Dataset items
+--
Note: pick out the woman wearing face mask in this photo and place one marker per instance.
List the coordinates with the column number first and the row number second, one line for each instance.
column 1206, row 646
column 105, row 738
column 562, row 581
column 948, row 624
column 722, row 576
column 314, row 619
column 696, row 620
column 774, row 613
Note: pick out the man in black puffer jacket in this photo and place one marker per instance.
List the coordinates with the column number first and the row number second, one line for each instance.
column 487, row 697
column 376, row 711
+--
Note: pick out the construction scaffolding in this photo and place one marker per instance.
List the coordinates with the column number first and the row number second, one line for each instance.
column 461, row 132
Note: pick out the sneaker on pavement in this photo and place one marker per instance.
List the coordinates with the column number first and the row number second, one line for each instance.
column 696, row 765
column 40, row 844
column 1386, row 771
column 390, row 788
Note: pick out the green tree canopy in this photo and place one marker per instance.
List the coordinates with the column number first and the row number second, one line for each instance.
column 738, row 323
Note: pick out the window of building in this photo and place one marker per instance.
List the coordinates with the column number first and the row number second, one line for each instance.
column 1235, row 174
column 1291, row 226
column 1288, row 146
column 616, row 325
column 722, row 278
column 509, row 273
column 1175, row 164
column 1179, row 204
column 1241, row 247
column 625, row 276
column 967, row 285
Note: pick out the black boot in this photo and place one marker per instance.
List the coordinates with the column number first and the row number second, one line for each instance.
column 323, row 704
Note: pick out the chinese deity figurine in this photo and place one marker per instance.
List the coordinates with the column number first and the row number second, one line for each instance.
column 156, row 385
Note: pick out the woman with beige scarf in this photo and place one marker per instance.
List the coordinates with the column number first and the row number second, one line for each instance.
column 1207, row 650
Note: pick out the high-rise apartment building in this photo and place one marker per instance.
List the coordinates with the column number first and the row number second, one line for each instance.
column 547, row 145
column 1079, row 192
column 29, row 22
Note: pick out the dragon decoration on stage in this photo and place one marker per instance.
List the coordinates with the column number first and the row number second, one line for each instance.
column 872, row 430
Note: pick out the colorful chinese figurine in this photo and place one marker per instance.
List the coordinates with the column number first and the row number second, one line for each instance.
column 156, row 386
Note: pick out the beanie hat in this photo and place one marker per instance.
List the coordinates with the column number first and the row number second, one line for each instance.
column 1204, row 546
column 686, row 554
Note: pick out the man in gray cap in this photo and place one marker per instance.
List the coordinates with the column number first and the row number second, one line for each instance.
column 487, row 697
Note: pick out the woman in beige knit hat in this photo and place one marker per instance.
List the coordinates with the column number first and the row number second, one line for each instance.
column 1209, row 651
+--
§ WHAT TO WORK ON
Retype the lines verbatim, from the line containing "Note: pick out the beanie" up to and including the line containing "column 686, row 554".

§ COMPLETE RESPONSE
Note: pick out the beanie hat in this photo and place one marker per instance.
List the coordinates with the column number first and the row number second, one line for each instance.
column 1204, row 546
column 686, row 554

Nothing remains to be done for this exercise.